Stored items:
• • • •

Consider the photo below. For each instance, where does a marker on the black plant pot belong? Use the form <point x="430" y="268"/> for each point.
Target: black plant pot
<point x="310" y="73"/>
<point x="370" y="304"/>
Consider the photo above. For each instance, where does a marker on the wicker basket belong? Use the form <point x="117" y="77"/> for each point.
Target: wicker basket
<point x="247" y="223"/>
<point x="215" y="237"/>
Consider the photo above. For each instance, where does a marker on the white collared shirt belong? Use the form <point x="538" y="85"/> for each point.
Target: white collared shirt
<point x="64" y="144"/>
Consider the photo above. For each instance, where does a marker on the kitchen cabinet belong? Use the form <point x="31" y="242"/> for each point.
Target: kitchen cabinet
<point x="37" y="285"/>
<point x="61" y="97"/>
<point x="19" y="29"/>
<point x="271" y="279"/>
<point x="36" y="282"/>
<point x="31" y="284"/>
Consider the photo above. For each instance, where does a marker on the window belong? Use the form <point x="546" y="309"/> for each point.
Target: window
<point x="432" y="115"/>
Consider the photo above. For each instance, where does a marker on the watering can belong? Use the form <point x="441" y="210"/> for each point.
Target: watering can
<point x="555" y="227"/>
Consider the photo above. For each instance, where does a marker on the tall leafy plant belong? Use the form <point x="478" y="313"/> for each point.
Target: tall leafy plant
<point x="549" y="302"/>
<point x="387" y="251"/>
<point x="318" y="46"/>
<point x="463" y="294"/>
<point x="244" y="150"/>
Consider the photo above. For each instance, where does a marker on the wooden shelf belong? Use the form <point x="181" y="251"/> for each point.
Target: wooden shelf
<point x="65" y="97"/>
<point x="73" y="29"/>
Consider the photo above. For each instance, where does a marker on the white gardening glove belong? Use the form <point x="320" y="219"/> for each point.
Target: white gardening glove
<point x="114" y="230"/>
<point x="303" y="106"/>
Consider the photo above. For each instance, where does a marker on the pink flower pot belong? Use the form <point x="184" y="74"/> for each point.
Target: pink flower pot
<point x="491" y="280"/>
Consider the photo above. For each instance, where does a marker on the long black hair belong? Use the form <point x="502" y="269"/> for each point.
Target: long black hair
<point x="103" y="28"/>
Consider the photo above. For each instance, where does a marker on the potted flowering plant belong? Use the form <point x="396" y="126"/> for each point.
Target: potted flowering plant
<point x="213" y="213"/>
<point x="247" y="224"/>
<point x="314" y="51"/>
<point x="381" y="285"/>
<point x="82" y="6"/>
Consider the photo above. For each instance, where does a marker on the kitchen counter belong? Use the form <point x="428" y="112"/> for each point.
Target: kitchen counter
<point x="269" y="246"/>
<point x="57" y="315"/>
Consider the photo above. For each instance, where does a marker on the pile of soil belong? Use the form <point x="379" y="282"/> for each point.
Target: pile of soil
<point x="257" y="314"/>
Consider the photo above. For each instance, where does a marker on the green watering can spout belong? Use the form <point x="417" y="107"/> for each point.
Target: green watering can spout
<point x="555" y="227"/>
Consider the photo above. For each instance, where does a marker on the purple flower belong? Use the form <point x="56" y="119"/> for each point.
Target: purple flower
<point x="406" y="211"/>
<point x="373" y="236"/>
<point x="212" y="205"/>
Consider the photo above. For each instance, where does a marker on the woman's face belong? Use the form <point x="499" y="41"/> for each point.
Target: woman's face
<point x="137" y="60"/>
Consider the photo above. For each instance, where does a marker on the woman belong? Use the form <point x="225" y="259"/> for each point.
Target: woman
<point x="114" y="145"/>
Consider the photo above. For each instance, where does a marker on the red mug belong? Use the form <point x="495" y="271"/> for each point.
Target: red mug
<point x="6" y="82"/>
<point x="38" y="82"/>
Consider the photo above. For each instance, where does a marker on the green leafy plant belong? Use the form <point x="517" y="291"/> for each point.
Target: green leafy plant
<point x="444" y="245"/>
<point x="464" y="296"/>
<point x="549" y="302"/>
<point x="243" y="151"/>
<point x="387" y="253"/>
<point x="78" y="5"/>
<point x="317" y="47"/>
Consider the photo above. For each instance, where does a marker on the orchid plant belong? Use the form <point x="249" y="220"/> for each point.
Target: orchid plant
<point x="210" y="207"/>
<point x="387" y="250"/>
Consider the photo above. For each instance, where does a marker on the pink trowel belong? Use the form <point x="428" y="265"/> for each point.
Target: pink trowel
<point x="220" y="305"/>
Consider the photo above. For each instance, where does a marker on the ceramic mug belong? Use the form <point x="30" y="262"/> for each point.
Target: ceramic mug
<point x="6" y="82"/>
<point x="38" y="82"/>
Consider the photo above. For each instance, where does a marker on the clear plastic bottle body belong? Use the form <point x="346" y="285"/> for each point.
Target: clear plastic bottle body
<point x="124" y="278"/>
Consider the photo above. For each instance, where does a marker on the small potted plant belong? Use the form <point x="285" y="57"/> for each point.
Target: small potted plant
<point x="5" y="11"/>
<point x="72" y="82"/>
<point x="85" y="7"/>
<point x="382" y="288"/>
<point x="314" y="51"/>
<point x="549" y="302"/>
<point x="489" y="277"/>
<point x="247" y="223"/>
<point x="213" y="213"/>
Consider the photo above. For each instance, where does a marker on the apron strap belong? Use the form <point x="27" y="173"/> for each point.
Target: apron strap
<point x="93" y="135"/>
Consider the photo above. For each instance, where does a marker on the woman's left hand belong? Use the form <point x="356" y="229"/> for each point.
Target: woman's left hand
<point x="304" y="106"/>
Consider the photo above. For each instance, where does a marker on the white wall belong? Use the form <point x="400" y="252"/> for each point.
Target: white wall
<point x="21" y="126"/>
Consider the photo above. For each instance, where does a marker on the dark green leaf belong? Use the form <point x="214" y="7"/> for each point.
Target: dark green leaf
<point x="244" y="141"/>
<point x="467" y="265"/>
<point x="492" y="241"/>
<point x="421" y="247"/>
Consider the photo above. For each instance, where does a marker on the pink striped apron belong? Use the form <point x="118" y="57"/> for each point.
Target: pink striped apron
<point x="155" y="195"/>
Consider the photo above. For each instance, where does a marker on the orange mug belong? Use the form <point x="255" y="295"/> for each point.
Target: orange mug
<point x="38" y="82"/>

• • • •

What is asked
Rewrite all of the material above, putting "pin" wherever "marker" appears and keeping everything else the same.

Answer to this problem
Consider the photo below. For each instance, where does a pin on the black plant pot belong? Use the form <point x="430" y="268"/> for each point.
Target: black plant pot
<point x="310" y="73"/>
<point x="370" y="304"/>
Consider the photo above. For each instance, where does a pin on the wicker basket belong? Use the form <point x="117" y="77"/> for each point.
Target: wicker basket
<point x="247" y="223"/>
<point x="215" y="237"/>
Consider the photo above. For each instance, where does a pin on the white collared shirt belong? Use the form <point x="538" y="85"/> for each point.
Target: white collared shirt
<point x="64" y="144"/>
Consider the photo above. For each instance, where does a pin on the kitchen cabinet belong? Use the form <point x="31" y="242"/> for each point.
Target: kitchen cabinet
<point x="37" y="285"/>
<point x="61" y="97"/>
<point x="19" y="29"/>
<point x="271" y="279"/>
<point x="36" y="282"/>
<point x="31" y="284"/>
Consider the photo above. For each instance, where does a pin on the window belong? Use the form <point x="546" y="309"/> for each point.
Target: window
<point x="432" y="115"/>
Consider the photo above. For each instance, where does a pin on the watering can belong? Use the form <point x="441" y="210"/> for each point.
Target: watering can
<point x="555" y="227"/>
Consider the photo above. For each instance, where does a pin on the tall leafy plant belong? Use the form <point x="478" y="313"/> for each point.
Target: tall leafy plant
<point x="549" y="302"/>
<point x="387" y="251"/>
<point x="318" y="46"/>
<point x="463" y="294"/>
<point x="244" y="150"/>
Consider the photo above. For each instance, where does a pin on the wooden shelf belong? Use the form <point x="181" y="251"/> for each point.
Target: wooden shelf
<point x="65" y="97"/>
<point x="73" y="29"/>
Consider the photo above. For each instance, where does a pin on the white gardening glove belong? Use the form <point x="320" y="219"/> for each point.
Target: white gardening glove
<point x="114" y="230"/>
<point x="303" y="106"/>
Consider the photo above. For each instance, where does a pin on the pink flower pot belong? Use the form <point x="184" y="74"/> for each point.
Target: pink flower pot
<point x="491" y="280"/>
Consider the photo above. For each instance, where does a pin on the long black hair belong? Use the form <point x="502" y="269"/> for each point.
Target: long black hair
<point x="103" y="28"/>
Consider the photo above. For each instance, where does a pin on the potted flowering plant belong? Use the form <point x="396" y="126"/> for each point.
Target: potted flowering plant
<point x="213" y="213"/>
<point x="247" y="224"/>
<point x="314" y="51"/>
<point x="381" y="285"/>
<point x="82" y="6"/>
Consider the photo above. For each instance, where does a pin on the kitchen counter belong? Use the form <point x="428" y="112"/> for each point.
Target: kitchen counter
<point x="269" y="246"/>
<point x="57" y="315"/>
Consider the photo above. For each instance, where does a pin on the pile of soil belong? Use the form <point x="379" y="282"/> for each point.
Target: pile of soil
<point x="257" y="314"/>
Consider the photo above. For each instance, where does a pin on the green watering can spout belong? Use the form <point x="417" y="107"/> for each point.
Target: green watering can spout
<point x="555" y="227"/>
Consider the photo above. For each instance, where does a pin on the purple flower belong? Use the form <point x="56" y="119"/> for each point.
Target: purple flower
<point x="406" y="211"/>
<point x="373" y="236"/>
<point x="212" y="205"/>
Consider the photo above. For each instance, where does a pin on the woman's face belong? Use the form <point x="499" y="41"/> for each point.
Target: woman's face
<point x="137" y="60"/>
Consider the photo above. For each instance, where does a pin on the woman belong? Use the form <point x="225" y="259"/> for each point.
Target: woman
<point x="114" y="145"/>
Consider the photo above. For each instance, where does a pin on the red mug belong? Use the form <point x="495" y="271"/> for each point.
Target: red mug
<point x="6" y="82"/>
<point x="38" y="82"/>
Consider the photo above. For each instance, where does a pin on the green leafy plant belong? Use the form <point x="517" y="291"/> for each point.
Target: green leafy plant
<point x="444" y="245"/>
<point x="464" y="296"/>
<point x="549" y="302"/>
<point x="243" y="151"/>
<point x="387" y="253"/>
<point x="78" y="5"/>
<point x="317" y="47"/>
Consider the photo above. For each instance, where does a pin on the orchid plant belong? Use the form <point x="249" y="220"/> for each point.
Target: orchid plant
<point x="210" y="207"/>
<point x="387" y="250"/>
Consider the photo above. For each instance, where does a pin on the pink trowel belong? Use the form <point x="428" y="265"/> for each point.
Target: pink trowel
<point x="220" y="305"/>
Consider the photo above. For each instance, where does a pin on the ceramic mug belong? Use the form <point x="30" y="262"/> for each point.
Target: ceramic mug
<point x="6" y="82"/>
<point x="38" y="82"/>
Consider the photo above. For each instance, where does a pin on the clear plastic bottle body belong? Use the form <point x="346" y="285"/> for each point.
Target: clear plastic bottle body
<point x="124" y="278"/>
Consider the photo above. For each instance, where does a pin on the small potted plant belong? Use the form <point x="285" y="57"/> for each point.
Target: small potted plant
<point x="5" y="11"/>
<point x="72" y="82"/>
<point x="85" y="7"/>
<point x="382" y="288"/>
<point x="314" y="51"/>
<point x="549" y="302"/>
<point x="489" y="277"/>
<point x="247" y="223"/>
<point x="213" y="213"/>
Consider the photo above. For each instance, where does a pin on the apron strap belong? Use the form <point x="27" y="173"/> for each point.
Target: apron strap
<point x="93" y="135"/>
Consider the photo above. For each instance, where does a pin on the woman's left hand belong? Use the form <point x="356" y="229"/> for each point.
Target: woman's left hand
<point x="304" y="106"/>
Consider the photo above. For each instance, where does a pin on the white wall belong? Use the form <point x="400" y="252"/> for each point.
Target: white wall
<point x="21" y="126"/>
Consider the photo above. For each instance, where does a pin on the dark green leaf belong? Use the form <point x="214" y="7"/> for each point.
Target: dark green leaf
<point x="244" y="141"/>
<point x="467" y="265"/>
<point x="492" y="241"/>
<point x="421" y="247"/>
Consider the photo above. For each instance, where does a pin on the pink striped apron belong? Use the form <point x="118" y="57"/> for each point.
Target: pink striped apron
<point x="155" y="195"/>
Consider the photo above. For each instance, where does a pin on the orange mug belong? Use the form <point x="255" y="295"/> for each point.
Target: orange mug
<point x="38" y="82"/>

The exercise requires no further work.